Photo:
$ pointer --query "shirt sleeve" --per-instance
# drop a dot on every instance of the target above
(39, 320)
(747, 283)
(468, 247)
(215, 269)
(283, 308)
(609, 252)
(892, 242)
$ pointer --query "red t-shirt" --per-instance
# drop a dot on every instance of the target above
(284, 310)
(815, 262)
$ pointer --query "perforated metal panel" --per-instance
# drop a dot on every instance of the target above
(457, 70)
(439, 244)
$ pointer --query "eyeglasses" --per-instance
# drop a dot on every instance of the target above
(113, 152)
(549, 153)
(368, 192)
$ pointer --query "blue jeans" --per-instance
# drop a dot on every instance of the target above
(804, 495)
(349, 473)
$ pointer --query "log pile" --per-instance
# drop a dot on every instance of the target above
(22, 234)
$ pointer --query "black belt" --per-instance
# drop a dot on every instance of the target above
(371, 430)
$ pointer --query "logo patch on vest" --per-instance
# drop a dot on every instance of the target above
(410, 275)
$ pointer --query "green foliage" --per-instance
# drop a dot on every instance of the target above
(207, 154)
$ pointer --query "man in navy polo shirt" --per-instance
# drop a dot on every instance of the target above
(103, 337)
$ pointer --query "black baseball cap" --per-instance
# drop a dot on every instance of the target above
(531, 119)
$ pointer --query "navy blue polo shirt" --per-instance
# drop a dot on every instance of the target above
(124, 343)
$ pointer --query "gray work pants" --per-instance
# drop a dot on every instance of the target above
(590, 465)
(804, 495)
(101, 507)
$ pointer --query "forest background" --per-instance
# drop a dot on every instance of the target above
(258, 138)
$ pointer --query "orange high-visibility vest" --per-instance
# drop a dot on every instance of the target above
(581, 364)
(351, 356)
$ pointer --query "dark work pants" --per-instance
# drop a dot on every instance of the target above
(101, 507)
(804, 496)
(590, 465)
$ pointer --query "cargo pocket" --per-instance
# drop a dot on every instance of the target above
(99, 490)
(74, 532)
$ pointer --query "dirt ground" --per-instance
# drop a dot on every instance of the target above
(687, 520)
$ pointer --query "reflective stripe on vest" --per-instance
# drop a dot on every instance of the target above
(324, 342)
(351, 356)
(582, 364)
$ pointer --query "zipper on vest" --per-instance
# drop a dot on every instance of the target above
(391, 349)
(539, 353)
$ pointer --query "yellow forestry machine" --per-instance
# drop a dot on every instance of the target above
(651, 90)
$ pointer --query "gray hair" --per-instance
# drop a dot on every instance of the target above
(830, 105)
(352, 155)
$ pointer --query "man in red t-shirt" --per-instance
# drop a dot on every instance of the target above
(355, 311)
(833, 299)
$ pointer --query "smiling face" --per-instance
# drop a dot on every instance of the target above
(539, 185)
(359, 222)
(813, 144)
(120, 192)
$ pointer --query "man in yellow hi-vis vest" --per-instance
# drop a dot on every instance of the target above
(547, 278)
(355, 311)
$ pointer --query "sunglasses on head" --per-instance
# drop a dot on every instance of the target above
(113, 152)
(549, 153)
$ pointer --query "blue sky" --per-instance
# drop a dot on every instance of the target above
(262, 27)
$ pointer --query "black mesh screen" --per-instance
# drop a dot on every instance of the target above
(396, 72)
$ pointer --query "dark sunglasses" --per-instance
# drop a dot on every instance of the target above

--

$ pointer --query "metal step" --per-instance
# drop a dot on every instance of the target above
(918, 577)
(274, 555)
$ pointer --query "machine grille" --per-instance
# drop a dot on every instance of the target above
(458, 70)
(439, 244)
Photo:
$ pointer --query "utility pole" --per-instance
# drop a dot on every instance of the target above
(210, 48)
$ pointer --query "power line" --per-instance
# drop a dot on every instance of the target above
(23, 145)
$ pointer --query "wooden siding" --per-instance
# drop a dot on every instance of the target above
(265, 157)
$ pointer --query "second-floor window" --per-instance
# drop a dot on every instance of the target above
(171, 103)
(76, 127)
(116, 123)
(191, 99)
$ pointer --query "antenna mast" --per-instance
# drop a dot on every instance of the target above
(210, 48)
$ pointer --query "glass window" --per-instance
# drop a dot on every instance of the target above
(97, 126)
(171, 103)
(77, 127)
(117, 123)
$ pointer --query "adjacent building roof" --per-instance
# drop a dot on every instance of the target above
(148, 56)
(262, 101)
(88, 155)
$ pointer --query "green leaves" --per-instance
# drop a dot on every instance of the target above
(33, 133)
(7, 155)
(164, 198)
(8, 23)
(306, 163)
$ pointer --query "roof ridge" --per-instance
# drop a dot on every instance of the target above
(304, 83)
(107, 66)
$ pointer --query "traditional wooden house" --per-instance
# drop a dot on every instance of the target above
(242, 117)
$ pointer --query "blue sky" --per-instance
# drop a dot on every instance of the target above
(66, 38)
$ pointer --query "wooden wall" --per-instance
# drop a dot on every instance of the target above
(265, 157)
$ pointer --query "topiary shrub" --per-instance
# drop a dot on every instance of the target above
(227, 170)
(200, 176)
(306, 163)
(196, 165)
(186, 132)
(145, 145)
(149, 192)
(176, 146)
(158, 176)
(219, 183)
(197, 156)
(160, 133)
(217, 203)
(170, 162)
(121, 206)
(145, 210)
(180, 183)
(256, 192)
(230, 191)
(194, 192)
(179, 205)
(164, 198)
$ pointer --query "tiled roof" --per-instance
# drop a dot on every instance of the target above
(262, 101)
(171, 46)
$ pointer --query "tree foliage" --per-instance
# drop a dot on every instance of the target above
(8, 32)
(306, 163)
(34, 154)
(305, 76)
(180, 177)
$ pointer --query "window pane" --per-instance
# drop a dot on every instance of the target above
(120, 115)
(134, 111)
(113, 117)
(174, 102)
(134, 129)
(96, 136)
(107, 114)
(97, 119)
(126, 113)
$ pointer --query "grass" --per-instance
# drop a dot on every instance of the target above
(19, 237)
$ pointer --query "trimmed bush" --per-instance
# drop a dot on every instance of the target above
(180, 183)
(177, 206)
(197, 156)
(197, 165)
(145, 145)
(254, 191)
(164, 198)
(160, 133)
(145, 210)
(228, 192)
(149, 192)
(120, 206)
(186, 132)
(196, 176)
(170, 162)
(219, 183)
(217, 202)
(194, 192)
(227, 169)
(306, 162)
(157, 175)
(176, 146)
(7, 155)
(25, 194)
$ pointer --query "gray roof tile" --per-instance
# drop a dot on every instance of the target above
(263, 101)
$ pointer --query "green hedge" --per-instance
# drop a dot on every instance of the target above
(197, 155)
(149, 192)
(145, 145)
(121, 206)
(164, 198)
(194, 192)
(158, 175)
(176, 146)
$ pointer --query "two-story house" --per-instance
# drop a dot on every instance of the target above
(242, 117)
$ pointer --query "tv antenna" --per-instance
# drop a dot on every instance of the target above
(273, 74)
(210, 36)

What needs to be done => This exercise requires the lines of the entries containing the string "shirt".

Problem solution =>
$ pointer --query "shirt sleeve" --per-instance
$ pointer --query "red t-shirt" --per-instance
$ pointer --query "man in navy polo shirt" --per-instance
$ pointer --query "navy blue polo shirt" --per-instance
$ pointer --query "man in red t-shirt" --per-instance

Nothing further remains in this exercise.